### Work to do
Update the records below by putting "Outlines go here" wherever "Outlines can be supplied here" appears, and change nothing else. Leave the pictures out of your answer.

### Provided data
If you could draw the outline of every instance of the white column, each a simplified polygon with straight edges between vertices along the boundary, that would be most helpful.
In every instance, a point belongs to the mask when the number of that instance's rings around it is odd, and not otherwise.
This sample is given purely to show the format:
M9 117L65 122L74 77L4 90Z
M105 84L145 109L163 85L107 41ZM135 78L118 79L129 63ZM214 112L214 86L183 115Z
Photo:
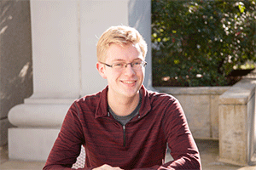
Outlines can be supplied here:
M96 69L96 45L111 26L134 26L147 37L150 88L150 0L139 2L31 1L33 94L9 113L17 127L9 129L9 158L45 161L73 101L107 85Z

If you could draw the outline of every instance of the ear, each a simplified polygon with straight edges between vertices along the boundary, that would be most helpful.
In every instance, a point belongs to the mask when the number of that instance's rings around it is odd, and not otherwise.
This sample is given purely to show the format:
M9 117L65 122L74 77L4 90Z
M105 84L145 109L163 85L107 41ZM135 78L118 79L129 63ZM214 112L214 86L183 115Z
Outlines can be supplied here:
M97 62L96 69L99 71L100 75L102 76L102 78L107 79L107 76L105 75L105 65L100 62Z

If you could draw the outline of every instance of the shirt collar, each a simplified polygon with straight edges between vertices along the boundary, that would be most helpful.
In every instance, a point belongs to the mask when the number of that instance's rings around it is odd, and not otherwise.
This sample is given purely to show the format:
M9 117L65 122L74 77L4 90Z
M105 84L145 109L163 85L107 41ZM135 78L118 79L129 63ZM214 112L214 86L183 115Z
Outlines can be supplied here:
M108 86L107 86L100 93L100 99L95 115L96 118L108 116ZM142 105L139 110L139 115L141 117L143 117L151 110L151 104L149 94L143 85L142 85L140 93L142 94Z

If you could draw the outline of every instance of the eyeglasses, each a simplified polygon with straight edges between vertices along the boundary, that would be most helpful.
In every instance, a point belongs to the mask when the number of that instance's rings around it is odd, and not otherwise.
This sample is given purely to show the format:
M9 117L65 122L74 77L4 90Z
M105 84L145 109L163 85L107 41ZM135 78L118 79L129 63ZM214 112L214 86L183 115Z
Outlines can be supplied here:
M113 63L113 65L108 65L103 62L100 62L100 63L106 65L107 66L111 67L118 71L124 71L127 67L128 65L131 65L132 69L137 70L137 71L142 70L142 68L145 67L147 65L147 62L143 61L143 60L136 60L136 61L132 61L131 63L116 62L116 63Z

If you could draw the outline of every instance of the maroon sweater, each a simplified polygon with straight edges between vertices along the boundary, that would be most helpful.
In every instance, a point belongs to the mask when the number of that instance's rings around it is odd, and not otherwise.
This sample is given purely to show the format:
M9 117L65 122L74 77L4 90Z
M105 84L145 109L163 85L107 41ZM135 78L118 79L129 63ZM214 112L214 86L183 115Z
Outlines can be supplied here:
M44 169L71 169L81 144L85 167L108 164L123 169L201 169L198 149L179 102L143 86L139 114L125 127L108 111L108 87L76 100ZM163 164L166 144L174 161ZM66 168L65 168L66 167Z

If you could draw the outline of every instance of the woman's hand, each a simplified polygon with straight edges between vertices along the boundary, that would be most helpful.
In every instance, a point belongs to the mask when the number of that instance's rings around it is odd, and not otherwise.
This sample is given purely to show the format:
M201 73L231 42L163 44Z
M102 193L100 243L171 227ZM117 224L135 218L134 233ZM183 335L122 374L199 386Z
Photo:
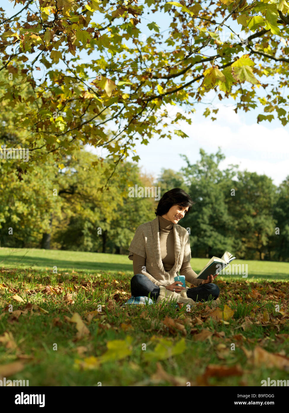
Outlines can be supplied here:
M167 285L166 287L167 290L169 290L170 291L173 291L174 289L175 289L175 292L179 292L181 291L182 290L185 290L185 287L182 287L180 285L177 285L177 284L182 284L181 281L175 281L174 282L173 282L172 284L170 285Z
M209 284L210 282L213 281L217 275L219 275L219 273L217 273L214 277L213 276L212 274L211 274L210 275L208 275L207 280L203 280L201 284Z

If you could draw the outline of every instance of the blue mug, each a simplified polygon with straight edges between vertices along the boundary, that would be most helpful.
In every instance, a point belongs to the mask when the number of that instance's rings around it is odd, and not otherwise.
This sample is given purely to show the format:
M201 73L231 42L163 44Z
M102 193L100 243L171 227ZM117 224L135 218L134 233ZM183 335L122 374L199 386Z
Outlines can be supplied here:
M174 279L175 281L181 281L181 283L183 283L182 284L177 284L177 285L179 285L180 287L186 287L186 278L185 278L184 275L178 275L177 277L174 277Z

### In response
If you could draw the outline of every instance of the white column, each a simplified polygon with straight edges between vertices along the boundary, that would be most helpful.
In every instance, a point belongs to the mask when the number of that instance's rings around it is odd, and not otherwise.
This sample is given purely to show the format:
M9 117L65 122L74 77L4 90Z
M105 84L145 109L163 85L107 41ZM135 78L118 79L129 63ZM214 112L214 86L183 115Z
Photo:
Outlines go here:
M96 69L96 45L111 26L134 26L147 37L150 88L150 0L139 2L31 1L33 94L9 113L17 127L9 129L9 158L45 161L73 101L107 85Z

If you could draw the outline of every instance of the ear, each a simplified polygon with straight edges between vertices along the boundary, that would be most helpful.
In every instance, a point belongs to the mask when the number of that instance's rings around it is odd, and not otherwise.
This sample is given purely to show the format:
M9 117L65 122L74 77L4 90Z
M105 84L145 109L163 85L107 41ZM135 78L118 79L129 63ZM214 112L214 86L183 115Z
Outlines go here:
M97 62L96 69L99 71L100 75L102 76L102 78L107 79L107 76L105 75L105 65L100 62Z

If you could draw the outline of every instance of the shirt collar, each a simplified polygon with straight edges between vertices along the boundary, that would be most helpful.
In every instance, a point belongs to the mask when the number of that instance's rings around it is odd, and not otherwise.
This sample is given purely to show the format:
M9 117L65 122L74 77L4 90Z
M105 84L145 109L163 85L107 41ZM135 78L118 79L129 63ZM214 112L214 86L183 115Z
Outlines go here:
M108 86L107 86L100 93L100 99L95 115L96 118L108 116ZM142 105L139 110L139 115L141 117L143 117L151 110L151 104L149 94L143 85L142 85L140 93L142 94Z

If you could draw the outline of every instance of the eyeglasses, each a simplified polygon with straight edges between vertices along the boundary, that would be most helpful.
In every instance, a point belongs to the mask when the number of that instance's rings around it is odd, and not otherwise.
This sample is given purely to show the format:
M9 117L65 122L74 77L4 90Z
M105 84L145 109L163 85L107 41ZM135 78L118 79L129 63ZM214 112L214 86L183 115Z
Outlines go here:
M113 63L113 65L108 65L103 62L100 62L100 63L106 65L107 66L111 67L118 71L124 71L127 67L128 65L131 65L132 69L137 70L137 71L142 70L142 68L145 67L147 65L147 62L143 61L143 60L136 60L136 61L132 61L131 63L116 62L116 63Z

If you could draw the outline of every instance of the maroon sweater, each a simplified polygon with straight edges between vertices along the boundary, that would be most helpful.
In every instance, a point belongs to the mask when the number of that instance's rings around it is odd, and not otherwise.
This sample is given purely to show the format:
M9 117L65 122L74 77L4 90Z
M105 84L145 109L163 85L107 41ZM135 78L118 79L129 63ZM214 112L214 86L183 115Z
Outlines go here:
M44 169L71 169L81 144L85 167L108 164L123 169L201 169L198 149L179 102L143 86L139 114L125 127L108 111L108 87L76 100ZM163 164L166 144L174 161ZM66 168L65 168L66 167Z

If you could draw the outline of every instance of the woman's hand, each a simplified polygon with straight edges between vertices along the boundary, that would be most helpful.
In every instance, a point belongs to the mask when the number of that instance's rings around it is odd, and not otherwise.
This sample is given purely to show the format:
M201 73L231 42L163 44Z
M102 193L100 243L171 227ZM117 224L135 218L134 233ZM183 335L122 374L199 386Z
Photo:
Outlines go here:
M167 285L166 287L167 290L169 290L170 291L173 291L174 289L175 289L175 292L179 292L181 291L182 290L185 290L185 287L182 287L180 285L177 285L177 284L182 284L181 281L175 281L174 282L173 282L172 284L170 285Z
M209 284L210 282L213 281L217 275L219 275L219 273L217 273L214 277L213 276L212 274L211 274L210 275L208 275L207 280L203 280L201 284Z

If you could draw the outline of every instance of the blue mug, each a simplified polygon with straight edges between vertices along the boundary, that would be most helpful.
In every instance, a point belongs to the mask when the number of that instance's rings around it is odd, and not otherwise.
This sample is given purely to show the format:
M201 73L231 42L163 44Z
M102 193L100 243L171 227ZM117 224L135 218L134 233ZM183 335L122 374L199 386Z
Outlines go here:
M174 279L175 281L181 281L181 283L183 283L182 284L177 284L177 285L179 285L180 287L186 287L186 278L185 278L184 275L178 275L177 277L174 277Z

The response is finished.